[Items from a data source]
═══

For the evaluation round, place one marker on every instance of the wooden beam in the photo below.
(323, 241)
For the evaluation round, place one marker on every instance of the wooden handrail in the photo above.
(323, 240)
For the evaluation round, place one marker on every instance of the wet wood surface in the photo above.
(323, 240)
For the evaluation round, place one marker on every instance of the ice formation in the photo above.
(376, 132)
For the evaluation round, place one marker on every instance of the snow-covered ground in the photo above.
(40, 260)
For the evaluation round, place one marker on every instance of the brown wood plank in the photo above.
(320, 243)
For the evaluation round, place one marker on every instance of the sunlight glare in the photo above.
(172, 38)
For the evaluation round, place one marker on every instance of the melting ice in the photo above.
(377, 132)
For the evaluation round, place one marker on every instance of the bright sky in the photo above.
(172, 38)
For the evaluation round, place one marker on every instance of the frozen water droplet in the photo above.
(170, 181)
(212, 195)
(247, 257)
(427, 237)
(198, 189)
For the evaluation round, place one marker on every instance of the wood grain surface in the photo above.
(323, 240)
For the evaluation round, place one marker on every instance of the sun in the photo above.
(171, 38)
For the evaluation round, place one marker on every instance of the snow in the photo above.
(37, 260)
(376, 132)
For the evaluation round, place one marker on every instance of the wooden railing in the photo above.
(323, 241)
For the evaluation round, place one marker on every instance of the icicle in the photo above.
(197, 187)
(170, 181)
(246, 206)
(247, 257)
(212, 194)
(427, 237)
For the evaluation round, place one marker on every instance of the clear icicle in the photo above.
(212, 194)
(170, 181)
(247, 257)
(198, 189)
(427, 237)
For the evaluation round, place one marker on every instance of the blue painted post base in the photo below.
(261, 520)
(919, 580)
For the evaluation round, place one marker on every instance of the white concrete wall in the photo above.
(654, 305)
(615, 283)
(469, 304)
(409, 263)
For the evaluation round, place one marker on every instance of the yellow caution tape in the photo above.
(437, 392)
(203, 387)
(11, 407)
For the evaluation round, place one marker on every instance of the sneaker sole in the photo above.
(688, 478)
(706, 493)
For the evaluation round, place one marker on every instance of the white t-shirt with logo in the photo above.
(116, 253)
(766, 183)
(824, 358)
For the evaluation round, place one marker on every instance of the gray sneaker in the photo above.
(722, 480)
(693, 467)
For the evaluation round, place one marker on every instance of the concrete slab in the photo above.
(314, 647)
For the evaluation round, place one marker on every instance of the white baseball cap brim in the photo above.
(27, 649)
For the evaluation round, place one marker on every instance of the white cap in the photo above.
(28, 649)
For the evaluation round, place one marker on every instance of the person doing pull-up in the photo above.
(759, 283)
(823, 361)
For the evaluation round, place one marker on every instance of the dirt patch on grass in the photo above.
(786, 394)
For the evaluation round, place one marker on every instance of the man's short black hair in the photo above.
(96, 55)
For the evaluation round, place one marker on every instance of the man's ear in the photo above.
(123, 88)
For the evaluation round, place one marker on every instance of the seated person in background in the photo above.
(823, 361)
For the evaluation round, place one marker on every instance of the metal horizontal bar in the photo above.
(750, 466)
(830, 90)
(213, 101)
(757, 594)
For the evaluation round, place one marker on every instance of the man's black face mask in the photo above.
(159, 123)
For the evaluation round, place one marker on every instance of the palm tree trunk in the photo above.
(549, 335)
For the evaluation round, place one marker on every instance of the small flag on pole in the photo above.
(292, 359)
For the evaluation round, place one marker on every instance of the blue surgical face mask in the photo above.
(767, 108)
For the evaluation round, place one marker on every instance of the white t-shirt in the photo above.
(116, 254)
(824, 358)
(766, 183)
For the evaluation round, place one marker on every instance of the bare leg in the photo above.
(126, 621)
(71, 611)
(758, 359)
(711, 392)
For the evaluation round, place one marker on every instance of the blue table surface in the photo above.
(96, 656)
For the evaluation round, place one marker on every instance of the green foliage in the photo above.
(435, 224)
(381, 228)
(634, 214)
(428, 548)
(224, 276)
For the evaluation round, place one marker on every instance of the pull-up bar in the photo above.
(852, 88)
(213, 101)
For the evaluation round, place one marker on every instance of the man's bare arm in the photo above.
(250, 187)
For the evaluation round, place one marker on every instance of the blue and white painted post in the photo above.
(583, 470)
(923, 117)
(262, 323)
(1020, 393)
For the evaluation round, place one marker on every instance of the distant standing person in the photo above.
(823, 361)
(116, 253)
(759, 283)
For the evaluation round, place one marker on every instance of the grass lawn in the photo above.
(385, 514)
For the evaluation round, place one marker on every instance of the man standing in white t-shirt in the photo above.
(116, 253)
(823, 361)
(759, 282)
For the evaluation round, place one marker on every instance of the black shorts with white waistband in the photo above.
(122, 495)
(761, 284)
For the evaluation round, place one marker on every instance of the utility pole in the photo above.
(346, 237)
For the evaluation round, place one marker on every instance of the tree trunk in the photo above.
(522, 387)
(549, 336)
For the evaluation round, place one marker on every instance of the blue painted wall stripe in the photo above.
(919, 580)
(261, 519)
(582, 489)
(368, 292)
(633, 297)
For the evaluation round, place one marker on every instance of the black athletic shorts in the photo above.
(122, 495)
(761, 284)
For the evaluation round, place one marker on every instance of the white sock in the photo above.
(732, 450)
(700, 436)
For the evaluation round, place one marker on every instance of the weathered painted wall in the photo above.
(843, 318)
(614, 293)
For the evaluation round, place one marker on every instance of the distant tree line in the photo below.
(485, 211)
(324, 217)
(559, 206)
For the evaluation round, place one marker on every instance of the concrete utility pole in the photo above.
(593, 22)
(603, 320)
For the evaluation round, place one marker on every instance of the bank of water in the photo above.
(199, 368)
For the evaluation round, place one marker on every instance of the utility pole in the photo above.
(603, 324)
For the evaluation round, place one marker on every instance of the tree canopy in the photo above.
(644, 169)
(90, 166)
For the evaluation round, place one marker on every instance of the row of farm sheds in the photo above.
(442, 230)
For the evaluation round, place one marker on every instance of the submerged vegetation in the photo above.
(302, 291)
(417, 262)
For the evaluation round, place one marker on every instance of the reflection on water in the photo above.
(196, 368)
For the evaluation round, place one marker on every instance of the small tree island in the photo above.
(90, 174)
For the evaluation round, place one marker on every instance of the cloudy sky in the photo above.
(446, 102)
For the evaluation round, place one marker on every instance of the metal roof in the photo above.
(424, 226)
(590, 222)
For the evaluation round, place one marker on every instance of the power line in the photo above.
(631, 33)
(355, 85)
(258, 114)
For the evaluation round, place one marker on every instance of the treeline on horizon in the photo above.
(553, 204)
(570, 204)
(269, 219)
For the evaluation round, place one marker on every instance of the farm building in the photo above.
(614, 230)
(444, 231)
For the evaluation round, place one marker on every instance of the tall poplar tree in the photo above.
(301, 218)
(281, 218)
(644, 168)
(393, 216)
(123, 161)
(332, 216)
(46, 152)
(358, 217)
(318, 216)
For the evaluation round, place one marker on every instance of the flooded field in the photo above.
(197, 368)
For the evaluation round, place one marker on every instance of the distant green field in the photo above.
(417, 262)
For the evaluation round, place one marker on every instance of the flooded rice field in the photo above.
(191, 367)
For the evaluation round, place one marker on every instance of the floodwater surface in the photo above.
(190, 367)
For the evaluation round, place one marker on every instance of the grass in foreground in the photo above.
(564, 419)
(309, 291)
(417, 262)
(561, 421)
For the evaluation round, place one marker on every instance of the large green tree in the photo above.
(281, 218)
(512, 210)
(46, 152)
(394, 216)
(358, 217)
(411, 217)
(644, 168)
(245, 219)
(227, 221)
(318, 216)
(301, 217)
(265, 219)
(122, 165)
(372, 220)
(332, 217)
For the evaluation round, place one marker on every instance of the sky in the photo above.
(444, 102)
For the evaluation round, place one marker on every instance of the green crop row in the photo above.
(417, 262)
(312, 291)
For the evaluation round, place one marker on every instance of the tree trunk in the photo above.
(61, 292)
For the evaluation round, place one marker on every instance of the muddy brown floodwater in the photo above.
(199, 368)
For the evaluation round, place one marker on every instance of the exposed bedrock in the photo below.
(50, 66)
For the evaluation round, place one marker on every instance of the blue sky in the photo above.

═══

**WHAT IS REQUIRED:** Reproduce only the lines between the line containing "green field in the photo above." and the last line of the records, those two lines included, exactly.

**EXERCISE OUTPUT:**
For the evaluation round, place one marker on every instance of the distant green field in the photo above.
(417, 262)
For the evaluation round, place one marker on every instance of the flooded rice field in the photo above.
(191, 367)
For the evaluation round, place one marker on every instance of the floodwater surface in the photo above.
(190, 367)
For the evaluation round, place one marker on every instance of the grass in foreground in the photo above.
(564, 419)
(309, 291)
(417, 262)
(561, 421)
For the evaluation round, place one marker on every instance of the large green tree in the photo above.
(281, 218)
(512, 210)
(46, 152)
(394, 216)
(358, 217)
(411, 217)
(644, 168)
(245, 219)
(227, 221)
(318, 216)
(301, 217)
(265, 219)
(122, 165)
(372, 220)
(332, 217)
For the evaluation round, place one marker on every instance of the sky in the photo above.
(444, 102)
For the evaluation round, place one marker on every instance of the green crop row in the photo above.
(417, 262)
(312, 291)
For the evaluation round, place one marker on every instance of the tree trunk in the photo above.
(61, 292)
For the evaluation round, place one marker on every instance of the muddy brown floodwater in the photo above.
(199, 368)
For the evaluation round, place one marker on every instance of the exposed bedrock in the photo below.
(50, 66)
For the evaluation round, place one marker on every instance of the blue sky in the photo above.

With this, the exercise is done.